__YOUR GOAL__:
Go through the entries below and write each one out exactly.

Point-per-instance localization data
_ _ _ _ _ _ _

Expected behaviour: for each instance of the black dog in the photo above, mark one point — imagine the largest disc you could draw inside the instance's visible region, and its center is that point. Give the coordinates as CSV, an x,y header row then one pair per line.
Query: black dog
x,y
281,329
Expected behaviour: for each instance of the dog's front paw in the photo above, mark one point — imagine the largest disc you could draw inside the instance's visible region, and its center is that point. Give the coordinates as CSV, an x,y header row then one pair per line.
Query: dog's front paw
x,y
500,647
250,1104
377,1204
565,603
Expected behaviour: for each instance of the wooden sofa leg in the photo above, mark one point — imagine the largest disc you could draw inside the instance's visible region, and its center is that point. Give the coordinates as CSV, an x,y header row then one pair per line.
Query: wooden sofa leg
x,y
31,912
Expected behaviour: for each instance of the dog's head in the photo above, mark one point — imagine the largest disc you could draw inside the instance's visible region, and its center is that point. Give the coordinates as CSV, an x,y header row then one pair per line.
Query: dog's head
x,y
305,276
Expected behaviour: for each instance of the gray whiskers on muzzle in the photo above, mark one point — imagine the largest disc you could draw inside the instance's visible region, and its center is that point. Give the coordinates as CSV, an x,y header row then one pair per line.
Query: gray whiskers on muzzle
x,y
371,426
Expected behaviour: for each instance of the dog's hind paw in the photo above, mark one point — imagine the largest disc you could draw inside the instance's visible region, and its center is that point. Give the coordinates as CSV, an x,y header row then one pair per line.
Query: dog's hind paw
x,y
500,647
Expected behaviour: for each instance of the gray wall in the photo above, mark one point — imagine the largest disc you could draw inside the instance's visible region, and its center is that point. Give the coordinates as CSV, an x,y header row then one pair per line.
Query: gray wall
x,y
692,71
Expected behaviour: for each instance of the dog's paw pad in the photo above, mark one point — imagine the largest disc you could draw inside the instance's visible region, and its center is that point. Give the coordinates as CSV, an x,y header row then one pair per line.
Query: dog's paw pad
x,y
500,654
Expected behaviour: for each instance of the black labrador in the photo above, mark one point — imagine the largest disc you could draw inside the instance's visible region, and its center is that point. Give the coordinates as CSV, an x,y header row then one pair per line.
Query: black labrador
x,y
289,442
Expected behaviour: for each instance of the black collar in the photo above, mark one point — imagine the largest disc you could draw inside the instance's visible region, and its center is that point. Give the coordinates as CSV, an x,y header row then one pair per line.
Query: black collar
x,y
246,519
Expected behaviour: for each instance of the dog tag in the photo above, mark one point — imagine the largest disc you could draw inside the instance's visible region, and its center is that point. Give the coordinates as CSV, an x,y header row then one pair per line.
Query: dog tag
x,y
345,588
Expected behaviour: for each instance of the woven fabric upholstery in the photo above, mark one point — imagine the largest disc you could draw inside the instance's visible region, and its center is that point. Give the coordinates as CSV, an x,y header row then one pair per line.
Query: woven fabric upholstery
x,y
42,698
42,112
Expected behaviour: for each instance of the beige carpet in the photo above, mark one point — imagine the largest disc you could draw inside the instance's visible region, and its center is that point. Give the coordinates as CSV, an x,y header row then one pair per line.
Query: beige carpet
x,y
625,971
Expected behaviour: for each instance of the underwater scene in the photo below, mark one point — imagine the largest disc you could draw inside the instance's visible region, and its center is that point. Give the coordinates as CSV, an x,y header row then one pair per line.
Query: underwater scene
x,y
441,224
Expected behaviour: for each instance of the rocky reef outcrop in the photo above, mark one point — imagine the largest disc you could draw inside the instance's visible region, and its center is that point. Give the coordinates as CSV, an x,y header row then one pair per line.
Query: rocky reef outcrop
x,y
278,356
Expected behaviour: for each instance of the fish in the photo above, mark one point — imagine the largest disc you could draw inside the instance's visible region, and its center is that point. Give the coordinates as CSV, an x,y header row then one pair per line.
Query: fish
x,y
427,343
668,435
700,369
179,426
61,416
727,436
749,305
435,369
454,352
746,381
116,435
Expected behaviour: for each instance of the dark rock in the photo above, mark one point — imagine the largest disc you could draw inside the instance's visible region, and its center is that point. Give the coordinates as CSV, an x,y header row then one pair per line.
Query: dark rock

_ _ _ _ _ _ _

__EXERCISE RESULT__:
Expected behaviour: for each instance of the black dog in the photo above, mark one point — imagine the largest disc you could draw inside the instance's visible region, and its center is that point. Give the coordinates as CSV, an x,y header row then one pair per line.
Query: black dog
x,y
281,329
Expected behaviour: for each instance of the dog's front paw in the photo above, mark one point — imagine the largest disc you could draw inside the instance's visible region, and its center is that point. Give the coordinates as CSV, an x,y header row then one pair per line.
Query: dog's front paw
x,y
500,647
250,1104
377,1204
565,603
Expected behaviour: for each instance of the wooden sofa leg in the photo above, mark one point — imagine the largest disc you could draw inside the instance's visible region, and its center is that point. Give the coordinates as CSV, an x,y header row then one pair per line.
Query: wooden sofa leg
x,y
31,912
Expected behaviour: for each instance of the dog's head in the photo above, mark one point — imagine the largest disc you could draw inside the instance's visible region, and its center is that point. Give the coordinates as CSV, an x,y header row then one pair per line.
Query: dog's head
x,y
305,276
Expected behaviour: for each instance of the gray whiskers on muzzle in the photo above, mark one point — imagine the largest disc you could draw inside the instance's visible region, and its center is that point. Give the coordinates as CSV, an x,y header row then one pair per line.
Query: gray whiskers on muzzle
x,y
371,426
Expected behaviour: for each instance of the dog's hind paw in the photo above, mark one point — imagine the largest disc you could draw inside the instance's visible region, and its center is that point. Give the coordinates as CSV, an x,y header row then one pair per line.
Query: dog's hind paw
x,y
500,647
Expected behaviour: for each instance of the gray wall in the photo above, mark one point — imagine the largest disc you could draw inside the instance's visible region, and its center is that point. Give the coordinates as CSV, an x,y header row then one pair per line.
Query: gray wall
x,y
692,71
Expected behaviour: for each instance of the dog's paw pad in the photo above, mark one point — imagine the largest disc you could draw inside the instance's visible region, and its center is that point. Give the coordinates as CSV, an x,y header row then one pair per line.
Query: dog's paw pad
x,y
500,654
Expected behaviour: for each instance of the black labrador in the photo above, mark one point — imagine the largest disc you could draw inside the instance's visible region, and its center is that point. Give the coordinates as CSV, an x,y header row then one pair per line.
Query: black labrador
x,y
289,442
Expected behaviour: for each instance of the black collar in the photo above, mark one point — imagine the largest disc you could draw inside the instance's visible region, and its center is that point. Give the coordinates as CSV, an x,y header row then one pair per line.
Query: black collar
x,y
246,519
Expected behaviour: for each instance of the dog tag in the photo above, mark one point — imagine the largest disc you could draw inside the instance's visible region, and its center is that point. Give the coordinates as CSV, an x,y header row then one pair per line.
Query: dog tag
x,y
345,588
Expected behaviour: for each instance of the woven fabric upholstery in the photo above, mark one point — imagine the largest disc you could draw inside the instance's visible region, and its center is that point. Give the coordinates as CSV, an x,y header row then one pair per line.
Query: woven fabric upholstery
x,y
42,698
42,112
Expected behaviour: for each instance of the beige carpet in the photo above, mark one point — imagine the largest disc you could draw inside the instance's visible region, and its center is that point. Give the coordinates as CSV, an x,y header row then one pair per line.
Query: beige carpet
x,y
625,971
Expected behaviour: for each instance of the underwater scene in the photo below, mark one point — imagine the largest disc you could draw inside the instance's visible region, and its center is that point. Give the coordinates as CSV, an x,y header row then one pair per line.
Query: underwater scene
x,y
441,224
Expected behaviour: for each instance of the rocky reef outcrop in the photo above, mark one point — imagine the largest disc you could draw inside the instance's visible region, and its center is that point. Give the coordinates as CSV, an x,y header row then one pair per line.
Query: rocky reef outcrop
x,y
278,356
Expected behaviour: for each instance of the fish in the photo above, mark one point — imagine the largest disc you could draw inside the instance's visible region, and its center is that point. Give the coordinates as CSV, an x,y header row then one pair per line.
Query: fish
x,y
427,343
668,435
700,369
179,426
61,416
727,436
749,305
435,369
454,352
746,381
116,435
Expected behaviour: for each instance of the dark rock in the photo above, mark one point — imagine the largest disc you could draw inside the instance's visible region, and its center is that point. Give the coordinates as CSV, an x,y header row then one pair per line.
Query: dark rock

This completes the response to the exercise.